Each line of the material below with the word "roof" is to be reported.

────

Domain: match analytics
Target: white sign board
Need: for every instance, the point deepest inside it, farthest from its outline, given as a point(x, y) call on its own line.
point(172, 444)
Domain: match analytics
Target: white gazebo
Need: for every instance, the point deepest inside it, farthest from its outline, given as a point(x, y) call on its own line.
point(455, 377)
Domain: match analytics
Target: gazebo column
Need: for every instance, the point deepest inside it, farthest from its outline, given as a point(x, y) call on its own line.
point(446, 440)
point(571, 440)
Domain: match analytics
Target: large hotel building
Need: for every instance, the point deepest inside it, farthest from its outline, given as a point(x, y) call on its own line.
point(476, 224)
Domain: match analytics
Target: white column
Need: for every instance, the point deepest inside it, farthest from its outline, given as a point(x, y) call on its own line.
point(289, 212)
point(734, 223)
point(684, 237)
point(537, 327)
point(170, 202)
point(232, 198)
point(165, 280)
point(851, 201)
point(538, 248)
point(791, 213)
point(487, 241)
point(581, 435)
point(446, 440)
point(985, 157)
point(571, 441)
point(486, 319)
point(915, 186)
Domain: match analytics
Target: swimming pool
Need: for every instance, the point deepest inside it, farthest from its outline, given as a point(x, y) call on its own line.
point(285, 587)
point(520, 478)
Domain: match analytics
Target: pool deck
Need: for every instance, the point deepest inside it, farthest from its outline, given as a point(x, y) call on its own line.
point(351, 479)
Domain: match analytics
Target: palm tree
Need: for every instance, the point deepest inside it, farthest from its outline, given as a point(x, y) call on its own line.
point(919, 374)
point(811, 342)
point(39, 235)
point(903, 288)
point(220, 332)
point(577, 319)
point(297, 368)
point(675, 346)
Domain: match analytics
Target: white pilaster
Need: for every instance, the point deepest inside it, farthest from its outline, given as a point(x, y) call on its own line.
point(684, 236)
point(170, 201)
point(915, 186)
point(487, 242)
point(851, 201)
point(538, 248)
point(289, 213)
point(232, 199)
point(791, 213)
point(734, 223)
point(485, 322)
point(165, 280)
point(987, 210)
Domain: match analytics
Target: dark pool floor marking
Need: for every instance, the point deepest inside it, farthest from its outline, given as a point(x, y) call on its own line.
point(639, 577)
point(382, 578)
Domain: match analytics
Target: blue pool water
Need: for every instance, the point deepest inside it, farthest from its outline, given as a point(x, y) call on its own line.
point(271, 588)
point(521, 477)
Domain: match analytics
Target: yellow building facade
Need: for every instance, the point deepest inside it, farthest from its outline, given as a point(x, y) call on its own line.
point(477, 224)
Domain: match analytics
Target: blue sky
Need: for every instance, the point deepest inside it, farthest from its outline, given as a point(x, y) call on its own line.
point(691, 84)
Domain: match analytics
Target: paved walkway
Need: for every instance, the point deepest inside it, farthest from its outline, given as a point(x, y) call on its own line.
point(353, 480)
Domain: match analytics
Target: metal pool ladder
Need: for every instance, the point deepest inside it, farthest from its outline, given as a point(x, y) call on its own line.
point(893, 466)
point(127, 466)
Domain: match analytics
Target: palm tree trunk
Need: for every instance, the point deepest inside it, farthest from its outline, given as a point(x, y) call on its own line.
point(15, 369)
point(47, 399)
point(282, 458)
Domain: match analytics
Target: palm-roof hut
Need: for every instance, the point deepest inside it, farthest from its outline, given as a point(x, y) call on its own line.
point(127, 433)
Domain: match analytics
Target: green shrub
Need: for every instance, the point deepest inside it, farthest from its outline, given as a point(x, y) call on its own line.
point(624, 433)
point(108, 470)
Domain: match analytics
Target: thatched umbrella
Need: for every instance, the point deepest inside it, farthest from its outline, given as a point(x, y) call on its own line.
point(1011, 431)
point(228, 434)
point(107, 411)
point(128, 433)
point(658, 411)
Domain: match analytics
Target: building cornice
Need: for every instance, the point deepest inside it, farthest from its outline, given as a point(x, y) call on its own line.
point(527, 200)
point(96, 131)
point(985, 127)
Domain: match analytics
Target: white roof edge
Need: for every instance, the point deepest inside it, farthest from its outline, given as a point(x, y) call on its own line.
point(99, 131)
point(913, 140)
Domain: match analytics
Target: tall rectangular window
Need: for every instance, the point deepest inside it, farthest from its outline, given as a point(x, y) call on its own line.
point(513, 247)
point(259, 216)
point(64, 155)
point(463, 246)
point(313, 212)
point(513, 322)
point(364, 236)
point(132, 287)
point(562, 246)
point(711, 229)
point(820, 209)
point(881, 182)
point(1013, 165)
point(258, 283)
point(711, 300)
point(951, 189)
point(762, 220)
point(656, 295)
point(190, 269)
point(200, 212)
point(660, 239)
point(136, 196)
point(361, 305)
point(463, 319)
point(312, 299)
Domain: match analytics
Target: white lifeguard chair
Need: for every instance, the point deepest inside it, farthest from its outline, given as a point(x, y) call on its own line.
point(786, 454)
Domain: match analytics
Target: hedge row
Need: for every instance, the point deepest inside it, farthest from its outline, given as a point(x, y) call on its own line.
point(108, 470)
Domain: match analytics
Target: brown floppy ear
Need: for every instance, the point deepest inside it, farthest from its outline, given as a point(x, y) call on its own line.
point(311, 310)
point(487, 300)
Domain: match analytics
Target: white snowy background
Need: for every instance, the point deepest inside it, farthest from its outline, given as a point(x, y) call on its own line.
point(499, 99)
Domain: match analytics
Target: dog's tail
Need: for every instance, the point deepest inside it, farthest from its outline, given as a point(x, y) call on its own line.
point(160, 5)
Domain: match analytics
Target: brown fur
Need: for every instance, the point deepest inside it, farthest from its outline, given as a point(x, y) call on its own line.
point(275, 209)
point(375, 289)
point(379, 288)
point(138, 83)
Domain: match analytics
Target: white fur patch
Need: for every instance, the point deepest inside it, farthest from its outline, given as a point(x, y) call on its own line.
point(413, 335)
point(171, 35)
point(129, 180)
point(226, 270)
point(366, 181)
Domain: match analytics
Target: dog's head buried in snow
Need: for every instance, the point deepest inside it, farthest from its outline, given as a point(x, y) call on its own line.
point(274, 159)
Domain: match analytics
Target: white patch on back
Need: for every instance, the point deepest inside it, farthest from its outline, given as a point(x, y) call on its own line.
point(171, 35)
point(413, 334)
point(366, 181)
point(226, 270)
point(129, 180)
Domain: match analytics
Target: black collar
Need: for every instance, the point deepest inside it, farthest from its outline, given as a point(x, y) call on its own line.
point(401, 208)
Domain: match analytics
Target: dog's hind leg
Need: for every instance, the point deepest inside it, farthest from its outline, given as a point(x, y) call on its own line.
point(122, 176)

────

**Completed exercise**.
Target: palm-roof hut
Target: white roof edge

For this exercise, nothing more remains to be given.